---- Material for the task

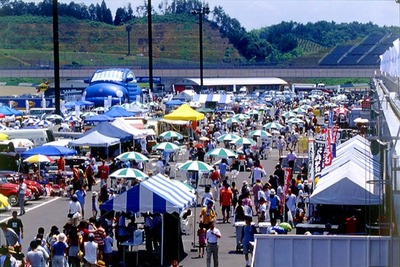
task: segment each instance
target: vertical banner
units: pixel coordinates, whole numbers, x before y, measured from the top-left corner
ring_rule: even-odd
[[[29,101],[25,100],[25,112],[26,114],[29,114]]]
[[[315,140],[314,175],[324,168],[325,140]]]
[[[75,105],[75,117],[80,118],[81,117],[80,112],[81,112],[81,107],[78,105]]]
[[[308,181],[314,184],[314,138],[308,139]]]
[[[324,149],[324,167],[332,164],[332,128],[326,132],[326,141]]]

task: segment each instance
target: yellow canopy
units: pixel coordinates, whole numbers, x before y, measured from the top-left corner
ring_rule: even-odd
[[[5,133],[0,133],[0,140],[1,141],[7,140],[7,138],[8,138],[8,135],[6,135]]]
[[[164,116],[166,120],[181,120],[181,121],[199,121],[204,118],[204,114],[197,112],[189,107],[188,104],[182,104],[179,108]]]

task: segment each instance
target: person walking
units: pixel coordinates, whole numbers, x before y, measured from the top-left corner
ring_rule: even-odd
[[[217,219],[217,214],[213,208],[214,201],[207,199],[206,202],[206,207],[202,208],[200,211],[200,225],[206,229],[209,229],[211,222]]]
[[[100,187],[103,187],[104,184],[107,185],[108,175],[110,174],[110,167],[106,164],[106,161],[103,159],[98,169],[100,174]]]
[[[84,243],[85,267],[96,267],[97,264],[97,243],[94,242],[94,234],[90,233],[88,241]]]
[[[0,223],[0,228],[3,230],[7,246],[16,246],[18,244],[18,235],[13,229],[8,228],[5,222]]]
[[[218,267],[218,240],[221,232],[215,228],[215,221],[210,222],[210,229],[206,232],[207,239],[207,267],[211,267],[211,255],[213,256],[214,267]]]
[[[19,216],[25,214],[25,193],[26,193],[26,183],[24,182],[24,178],[19,178],[18,185],[18,203],[19,203]]]
[[[65,255],[67,253],[68,245],[66,243],[67,236],[63,233],[57,236],[57,241],[51,246],[52,267],[64,267]]]
[[[39,246],[38,242],[32,240],[29,246],[31,250],[26,254],[26,262],[29,263],[31,267],[42,267],[46,259],[44,258],[43,252],[37,249]]]
[[[85,218],[85,198],[86,198],[86,190],[84,184],[81,184],[80,188],[76,190],[75,195],[78,198],[79,204],[81,204],[82,219],[83,219]]]
[[[253,253],[253,246],[250,242],[254,242],[254,234],[257,234],[257,229],[254,225],[251,225],[252,218],[250,216],[245,217],[245,226],[242,228],[242,245],[243,254],[246,261],[246,267],[250,267],[249,254]]]
[[[17,214],[16,210],[12,212],[12,218],[7,221],[7,227],[14,230],[18,235],[18,242],[21,244],[21,239],[24,238],[24,225],[22,220],[17,217]]]
[[[68,217],[71,220],[73,226],[78,226],[79,219],[82,214],[82,207],[78,201],[78,197],[74,194],[69,202]]]
[[[222,211],[222,223],[229,223],[229,212],[231,211],[233,193],[229,184],[224,180],[224,187],[221,189],[219,203]]]

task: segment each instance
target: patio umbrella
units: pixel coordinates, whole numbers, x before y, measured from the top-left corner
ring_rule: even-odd
[[[35,125],[42,126],[42,127],[46,128],[46,127],[52,126],[53,123],[51,121],[48,121],[48,120],[41,120],[41,121],[36,122]]]
[[[267,124],[264,124],[263,128],[265,128],[267,130],[271,130],[271,129],[280,130],[283,128],[283,125],[273,121],[273,122],[268,122]]]
[[[35,124],[38,121],[39,121],[38,119],[29,118],[29,119],[23,120],[22,124],[24,124],[24,125]]]
[[[240,137],[237,136],[236,134],[223,134],[220,137],[217,138],[218,142],[224,142],[224,141],[232,141],[232,140],[236,140],[239,139]]]
[[[10,142],[12,142],[14,144],[14,147],[34,147],[35,144],[29,140],[29,139],[25,139],[25,138],[14,138],[11,139]]]
[[[143,180],[149,176],[144,172],[133,168],[122,168],[110,174],[111,179],[124,178],[124,179],[137,179]]]
[[[209,141],[210,138],[206,137],[206,136],[202,136],[199,138],[200,141]]]
[[[8,135],[6,135],[5,133],[0,133],[0,141],[4,141],[7,140]]]
[[[264,130],[255,130],[255,131],[251,131],[251,132],[249,133],[249,135],[250,135],[251,137],[253,137],[253,136],[259,136],[259,137],[261,137],[261,138],[271,137],[271,136],[272,136],[272,134],[270,134],[269,132],[264,131]]]
[[[188,160],[179,166],[181,171],[199,171],[199,172],[209,172],[213,170],[213,167],[198,160]]]
[[[162,142],[158,145],[153,146],[153,150],[162,150],[165,152],[175,152],[180,150],[181,148],[174,143],[171,142]]]
[[[88,112],[83,112],[81,115],[81,117],[85,117],[85,118],[90,118],[93,116],[97,116],[97,113],[93,112],[93,111],[88,111]]]
[[[64,118],[58,114],[50,114],[48,116],[46,116],[45,118],[46,120],[64,120]]]
[[[120,160],[134,160],[136,162],[149,161],[149,158],[139,152],[125,152],[117,156]]]
[[[93,109],[94,112],[105,112],[106,109],[104,107],[97,107]]]
[[[240,120],[240,121],[244,121],[246,119],[250,119],[249,115],[246,114],[237,114],[235,116],[233,116],[235,119]]]
[[[71,116],[66,117],[64,121],[67,121],[67,122],[78,122],[80,120],[81,119],[71,115]]]
[[[249,112],[247,112],[246,114],[248,115],[259,115],[258,111],[255,109],[250,110]]]
[[[181,135],[180,133],[175,132],[175,131],[163,132],[162,134],[160,134],[160,137],[162,137],[163,139],[166,139],[166,140],[170,140],[170,139],[174,139],[174,138],[183,139],[183,135]]]
[[[54,162],[54,160],[49,158],[48,156],[45,156],[42,154],[37,154],[37,155],[30,156],[27,159],[24,159],[24,162],[40,163],[40,162]]]
[[[22,152],[21,157],[27,158],[33,155],[46,155],[49,157],[73,156],[76,155],[76,150],[63,146],[38,146]]]
[[[354,119],[353,121],[354,121],[354,123],[360,123],[360,124],[367,124],[367,123],[369,123],[369,120],[368,120],[368,119],[362,119],[362,118],[360,118],[360,117]]]
[[[231,141],[230,143],[235,145],[252,145],[252,146],[257,144],[256,141],[246,137],[241,137],[239,139]]]
[[[5,126],[4,124],[0,124],[0,130],[10,130],[10,128]]]
[[[223,120],[223,122],[225,122],[227,124],[240,123],[240,121],[235,118],[228,118],[228,119]]]
[[[338,107],[335,109],[335,112],[338,114],[346,114],[347,112],[349,112],[349,109],[345,107]]]
[[[226,159],[226,158],[234,158],[236,157],[236,153],[230,149],[226,148],[215,148],[206,153],[208,157],[214,157],[219,159]]]
[[[296,117],[296,113],[294,113],[293,111],[286,111],[282,114],[282,117],[293,118]]]
[[[304,121],[299,118],[291,118],[290,120],[288,120],[288,123],[302,124],[302,123],[304,123]]]
[[[295,113],[305,113],[307,110],[305,110],[303,108],[295,108],[292,111]]]
[[[311,105],[307,105],[307,104],[303,104],[300,106],[300,108],[304,109],[304,110],[308,110],[310,108],[313,108]]]

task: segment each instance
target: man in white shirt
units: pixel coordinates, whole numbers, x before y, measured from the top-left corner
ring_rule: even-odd
[[[95,267],[97,264],[97,243],[94,242],[94,234],[90,233],[88,236],[88,242],[84,243],[85,247],[85,266]]]
[[[19,203],[19,216],[25,214],[25,193],[26,193],[26,183],[24,182],[24,178],[19,178],[18,185],[18,203]]]
[[[293,218],[296,215],[296,195],[292,193],[292,189],[288,188],[288,193],[286,195],[286,206],[289,209],[292,218],[288,218],[288,221],[293,222]]]
[[[267,174],[265,173],[264,169],[261,169],[259,165],[254,166],[253,168],[253,184],[256,183],[257,180],[262,181],[263,177],[266,177]]]
[[[211,254],[213,255],[214,267],[218,267],[218,240],[221,232],[215,228],[215,221],[210,222],[210,229],[206,232],[207,239],[207,267],[211,267]]]

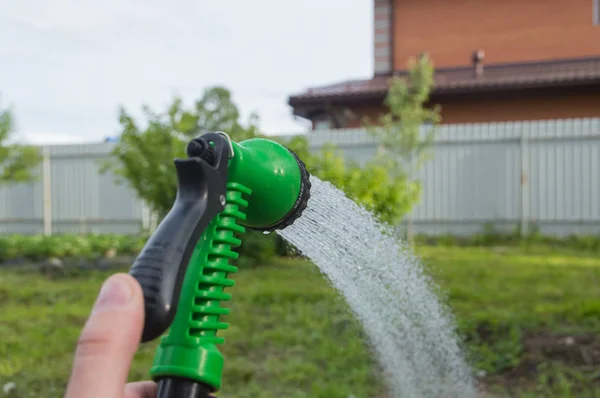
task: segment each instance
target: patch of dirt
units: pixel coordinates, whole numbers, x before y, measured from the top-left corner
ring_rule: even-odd
[[[531,384],[546,371],[550,364],[565,369],[590,372],[600,367],[600,336],[586,334],[558,334],[549,331],[529,332],[523,336],[521,362],[513,369],[493,377],[493,384],[516,387]],[[593,384],[600,387],[600,378]]]
[[[478,330],[481,339],[492,338],[491,332],[481,327]],[[521,362],[516,367],[502,374],[482,376],[478,378],[477,389],[479,398],[501,398],[520,396],[522,389],[528,391],[535,388],[542,374],[550,374],[547,384],[553,384],[552,375],[556,372],[581,372],[590,376],[592,386],[600,389],[600,336],[593,333],[560,334],[550,331],[535,331],[525,333],[522,337],[523,354]],[[548,369],[548,365],[558,364],[558,367]],[[569,377],[569,375],[567,375]],[[577,380],[572,380],[576,385]],[[492,392],[500,387],[506,393]],[[600,390],[599,390],[600,391]],[[501,395],[498,395],[501,394]],[[376,398],[389,398],[386,395],[376,395]],[[540,395],[541,397],[541,395]]]
[[[482,339],[491,337],[491,332],[482,327],[478,330]],[[502,374],[494,376],[483,376],[477,380],[477,389],[480,391],[479,398],[501,398],[505,394],[498,395],[493,387],[501,387],[507,393],[517,394],[517,391],[525,388],[531,390],[538,383],[539,377],[555,373],[556,369],[544,369],[549,364],[559,364],[559,369],[568,369],[572,372],[597,374],[592,380],[593,386],[600,389],[600,336],[593,333],[586,334],[560,334],[550,331],[528,332],[522,338],[523,354],[521,363]],[[573,380],[575,384],[577,380]],[[552,384],[552,378],[547,380]],[[599,390],[600,391],[600,390]],[[515,396],[516,396],[515,395]],[[540,396],[541,397],[541,396]],[[375,398],[389,398],[386,395],[376,395]]]
[[[525,336],[527,353],[573,366],[600,365],[600,338],[592,333],[555,335],[549,332]]]
[[[523,361],[513,370],[517,374],[537,373],[537,366],[549,361],[560,361],[569,367],[600,365],[600,338],[591,333],[529,333],[523,337],[523,347]]]

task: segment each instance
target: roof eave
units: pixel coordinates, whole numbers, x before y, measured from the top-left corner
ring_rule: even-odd
[[[434,88],[431,92],[432,100],[441,99],[452,99],[460,96],[471,95],[471,94],[495,94],[495,93],[519,93],[526,91],[545,90],[546,92],[558,89],[569,89],[569,88],[581,88],[588,87],[593,88],[600,86],[600,76],[593,77],[590,79],[577,79],[577,80],[559,80],[559,81],[547,81],[547,82],[524,82],[524,83],[507,83],[507,84],[495,84],[495,85],[481,85],[481,86],[456,86],[456,87],[442,87]],[[288,104],[294,108],[294,113],[297,107],[305,107],[310,105],[322,104],[324,102],[333,103],[356,103],[364,101],[383,101],[387,91],[369,91],[369,92],[353,92],[344,94],[334,95],[320,95],[320,96],[292,96],[288,100]],[[295,113],[296,114],[296,113]],[[302,116],[298,114],[298,116]]]

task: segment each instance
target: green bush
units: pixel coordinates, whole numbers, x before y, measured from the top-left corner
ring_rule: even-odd
[[[275,239],[275,254],[279,257],[289,257],[289,258],[298,258],[301,257],[301,254],[298,252],[298,249],[281,236],[276,235]]]
[[[422,246],[442,247],[533,247],[544,246],[556,249],[573,249],[587,252],[600,252],[600,236],[570,235],[567,237],[542,235],[538,231],[521,236],[517,233],[500,233],[487,228],[483,233],[471,236],[455,236],[449,234],[431,236],[417,235],[414,241]]]
[[[135,256],[148,237],[131,235],[0,235],[0,262],[43,261],[49,258],[87,260],[107,256]],[[240,267],[267,264],[276,255],[275,234],[247,231],[238,248]]]
[[[112,255],[135,255],[145,236],[129,235],[2,235],[0,261],[40,261],[48,258],[94,259]]]
[[[239,268],[267,265],[275,257],[277,236],[274,233],[265,235],[259,231],[247,230],[242,239],[242,245],[237,252],[240,257],[237,261]]]
[[[390,166],[377,159],[359,165],[331,143],[311,152],[305,136],[279,140],[298,154],[311,175],[331,183],[384,223],[399,223],[418,202],[418,182],[390,174]]]

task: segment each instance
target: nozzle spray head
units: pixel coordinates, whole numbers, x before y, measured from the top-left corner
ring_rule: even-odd
[[[225,133],[192,140],[188,159],[176,159],[177,197],[130,271],[144,291],[142,341],[167,329],[152,378],[160,398],[208,397],[221,385],[223,356],[216,348],[227,324],[227,274],[242,226],[283,229],[300,217],[310,197],[299,157],[274,141],[232,142]]]
[[[228,184],[250,190],[240,224],[274,231],[291,225],[310,196],[304,163],[266,139],[232,142],[225,133],[192,140],[188,159],[176,159],[177,198],[138,255],[131,274],[144,291],[142,342],[164,333],[175,316],[192,252],[209,223],[225,209]]]
[[[292,225],[310,198],[310,175],[302,160],[263,138],[234,142],[232,147],[228,180],[252,190],[242,224],[266,232]]]

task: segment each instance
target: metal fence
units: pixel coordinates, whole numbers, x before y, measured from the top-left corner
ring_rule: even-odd
[[[359,162],[378,148],[364,130],[322,133],[311,147],[325,142]],[[415,176],[413,233],[600,234],[600,118],[445,125],[432,155]]]
[[[362,129],[313,132],[363,163],[378,143]],[[150,217],[114,176],[99,173],[114,144],[44,148],[38,182],[0,188],[0,232],[136,233]],[[600,118],[440,127],[432,159],[415,176],[413,233],[498,230],[600,234]]]
[[[43,147],[35,182],[0,187],[0,233],[140,232],[149,222],[146,206],[100,172],[113,146]]]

--------

# [Exercise objective]
All lines above from the line with "target: person walking" through the line with "target: patio umbrella", both included, are to be set down exactly, with nothing else.

# [Solution for this problem]
target: person walking
units: pixel coordinates, whole numbers, x before y, measured from the top-left corner
ring_rule: even-odd
[[[217,219],[217,214],[213,208],[214,201],[207,199],[206,202],[206,207],[202,208],[200,211],[200,225],[206,229],[209,229],[211,222]]]
[[[100,187],[103,187],[104,184],[107,185],[108,175],[110,174],[110,167],[106,164],[106,161],[103,159],[98,169],[100,174]]]
[[[84,243],[85,267],[96,267],[97,264],[97,243],[94,242],[94,234],[90,233],[88,241]]]
[[[0,223],[0,228],[3,230],[7,246],[16,246],[18,244],[18,235],[13,229],[8,228],[5,222]]]
[[[218,267],[218,240],[221,232],[215,228],[215,221],[210,222],[210,229],[206,232],[207,239],[207,267],[211,267],[211,255],[213,256],[214,267]]]
[[[19,216],[25,214],[25,193],[26,193],[26,183],[24,182],[24,178],[19,178],[18,185],[18,203],[19,203]]]
[[[65,255],[67,253],[68,245],[66,243],[67,236],[63,233],[57,236],[57,241],[51,246],[52,267],[64,267]]]
[[[39,246],[38,242],[32,240],[29,246],[31,250],[26,254],[26,262],[29,263],[31,267],[42,267],[46,259],[44,258],[43,252],[37,249]]]
[[[85,218],[85,198],[86,198],[86,190],[84,184],[81,184],[80,188],[76,190],[75,195],[78,198],[79,204],[81,204],[82,219],[83,219]]]
[[[253,253],[253,246],[250,242],[254,242],[254,234],[257,234],[257,229],[254,225],[251,225],[252,218],[250,216],[245,217],[245,226],[242,228],[242,245],[243,254],[246,261],[246,267],[250,267],[249,254]]]
[[[17,214],[16,210],[12,212],[12,218],[7,221],[7,227],[14,230],[18,235],[18,242],[21,244],[21,239],[24,238],[24,225],[22,220],[17,217]]]
[[[68,217],[71,220],[73,226],[78,226],[79,219],[82,214],[82,207],[78,201],[78,197],[74,194],[69,202]]]
[[[222,211],[222,223],[229,223],[229,212],[231,211],[233,193],[229,184],[224,180],[224,187],[221,189],[219,203]]]

task: segment each instance
target: patio umbrella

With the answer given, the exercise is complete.